STATED TASK
Please type out, word for word, the stretch of the article on premium finance commission rules from "Mike Cranny, compliance" through "to the FCA.".

PAGE EXCERPT
An update to premium finance commission rules means brokers may have to disclose the amount of commission they are charging

Premium finance provider Bexhill Insurance is raising awareness about the proposed change to commission rules ahead of its potential release

in the second quarter of this year. It is offering brokers free advice to help them understand the changes they may need to make to their documentation, the amount of commission and how they charge it, to comply with the new legislation.

The FCA has been in consultation on proposals to ban premium commission models that give brokers and motor dealers an incentive to increase customers’ interest rates, as well as amending parts of the rules and guidance relating to the disclosure of commission arrangements with lenders. Brokers will therefore have to declare the nature and the source of these earnings.

Ravi Takhar, co-founder and chief executive of Bexhill Insurance told Insurance Times that the concern is that brokers will need to change the way they do business and charge commission and, as a minimum, documentation will need to be changed. This could also mean that premium finance firms would have to keep offering cheaper commissions to stay competitive.

Brokers faced major change last October on the way they received premium financing after the FCA began cracking down on car finance. It saw a ban on add-on commission, instead enforcing a fixed fee – a move that could put some brokers out of pocket.

Chris Meyer, sales director at Bexhill Insurance and founder of sister company Orchard Funding said: “A broker is a broker – they have all got regulation from the FCA. The insurance brokers see the finance side as an add-on, as opposed to a primary source of income. 

“A lot of the time, they think it doesn’t affect them as they are not finance brokers, but they are broking finance products. So, they are affected by exactly the same rules, but they haven’t had ‘insurance’ tagged on to that headline that says, ‘you can’t do that anymore – it’s unfair’.”

Clear disclosure

Mike Cranny, compliance consultancy director at Create Solutions, said: “Some brokers interpreted that this rule did not apply to them, so they didn’t have to disclose where they were making instalments and where they were getting commission – this rule makes it clearer.

“If brokers are not already doing so, when the rules come out, they must disclose the nature and source of their commission.”

Also, a broker has to disclose all sources of credit. He reiterated Meyer’s point on credit brokers – all insurance brokers are considered credit brokers according to the FCA. 

There are two different types of finance – non-recourse and recourse. A recourse scheme is where, if the client defaults, the lender comes back to the broker for the money – therefore the broker runs the risk, so gets a commission. A non-recourse scheme is where, if the client stops paying, the premium finance provider has a bad debt.

But Cranny made clear that brokers do not have to disclose the level of commission, only the existence of it. He added that the new rules will change what the broker says to their clients.

Meyer said: “Both finance brokers and insurance brokers are regulated, but they have different regulations to adhere to. It’s making [insurance brokers] aware that they are subject to different regulations.”

Takhar gave the example of a broker getting finance charging 20% and getting the money at 3% – they are profiting 17%. “The second thing is that, whatever commission you are actually charging, the FCA have said that you need to disclose that to the customer,” he added.

Takhar said that the message he hopes to get across to brokers is what should be disclosed and what the proposed changes are, so that firms are aware of whether they are complying or not.

SUPPLIED INFORMATION

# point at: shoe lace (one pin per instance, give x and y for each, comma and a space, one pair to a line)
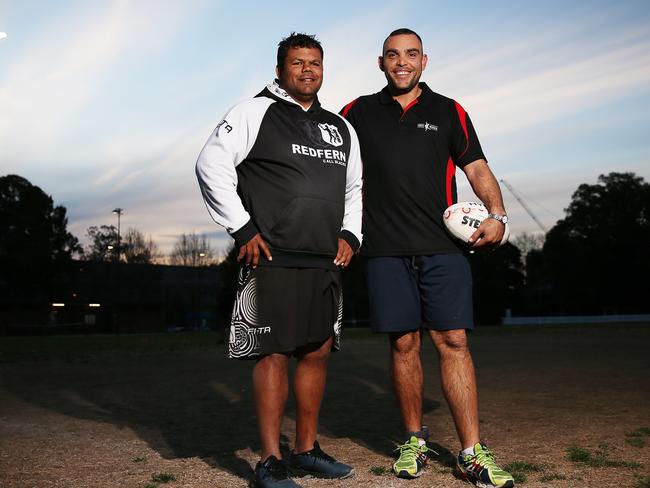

OUTPUT FOR THIS TASK
Mike Cranny, compliance consultancy director at Create Solutions, said: “Some brokers interpreted that this rule did not apply to them, so they didn’t have to disclose where they were making instalments and where they were getting commission – this rule makes it clearer.

“If brokers are not already doing so, when the rules come out, they must disclose the nature and source of their commission.”

Also, a broker has to disclose all sources of credit. He reiterated Meyer’s point on credit brokers – all insurance brokers are considered credit brokers according to the FCA.